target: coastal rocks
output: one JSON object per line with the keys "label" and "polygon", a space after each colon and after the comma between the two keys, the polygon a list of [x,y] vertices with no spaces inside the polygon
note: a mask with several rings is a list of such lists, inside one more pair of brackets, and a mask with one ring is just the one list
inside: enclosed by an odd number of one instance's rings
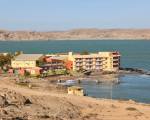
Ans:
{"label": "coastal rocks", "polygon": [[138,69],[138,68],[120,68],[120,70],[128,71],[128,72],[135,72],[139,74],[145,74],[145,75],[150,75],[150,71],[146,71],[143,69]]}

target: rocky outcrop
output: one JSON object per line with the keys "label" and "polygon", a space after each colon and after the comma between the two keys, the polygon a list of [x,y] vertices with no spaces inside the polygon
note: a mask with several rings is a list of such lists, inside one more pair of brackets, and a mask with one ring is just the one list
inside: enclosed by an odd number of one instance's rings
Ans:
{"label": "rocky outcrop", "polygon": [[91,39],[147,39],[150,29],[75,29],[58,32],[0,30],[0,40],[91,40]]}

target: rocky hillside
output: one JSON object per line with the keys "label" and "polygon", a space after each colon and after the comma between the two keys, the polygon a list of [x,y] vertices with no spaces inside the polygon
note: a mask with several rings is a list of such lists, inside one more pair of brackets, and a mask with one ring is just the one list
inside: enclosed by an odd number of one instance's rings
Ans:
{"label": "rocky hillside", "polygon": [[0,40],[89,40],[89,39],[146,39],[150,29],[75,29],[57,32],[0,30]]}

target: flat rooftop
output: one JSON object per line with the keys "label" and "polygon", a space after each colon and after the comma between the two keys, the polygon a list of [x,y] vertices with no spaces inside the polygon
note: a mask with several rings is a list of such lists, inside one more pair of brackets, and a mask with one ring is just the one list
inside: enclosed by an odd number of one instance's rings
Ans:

==

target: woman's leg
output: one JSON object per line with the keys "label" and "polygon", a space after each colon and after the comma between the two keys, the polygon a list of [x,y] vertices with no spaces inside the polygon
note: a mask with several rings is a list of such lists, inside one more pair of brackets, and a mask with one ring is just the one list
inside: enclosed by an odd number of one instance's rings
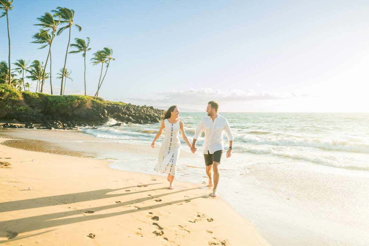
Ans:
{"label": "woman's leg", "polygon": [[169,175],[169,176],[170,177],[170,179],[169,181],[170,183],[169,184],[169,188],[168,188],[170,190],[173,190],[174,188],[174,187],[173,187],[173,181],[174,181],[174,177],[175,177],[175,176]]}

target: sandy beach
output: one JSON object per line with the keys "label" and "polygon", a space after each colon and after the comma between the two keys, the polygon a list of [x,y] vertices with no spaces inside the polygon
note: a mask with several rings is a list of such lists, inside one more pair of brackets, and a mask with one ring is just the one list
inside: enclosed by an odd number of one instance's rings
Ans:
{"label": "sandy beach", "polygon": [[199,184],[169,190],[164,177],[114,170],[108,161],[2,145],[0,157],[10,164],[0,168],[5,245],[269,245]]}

Work to complete →
Pull out each line in the rows above that contains the string "rocky", treating uppercase and lowercase letters as different.

Task solution →
target: rocky outcrop
{"label": "rocky outcrop", "polygon": [[91,39],[147,39],[150,29],[75,29],[58,32],[0,30],[0,40],[91,40]]}
target: rocky hillside
{"label": "rocky hillside", "polygon": [[0,40],[89,40],[89,39],[146,39],[150,29],[75,29],[57,32],[0,30]]}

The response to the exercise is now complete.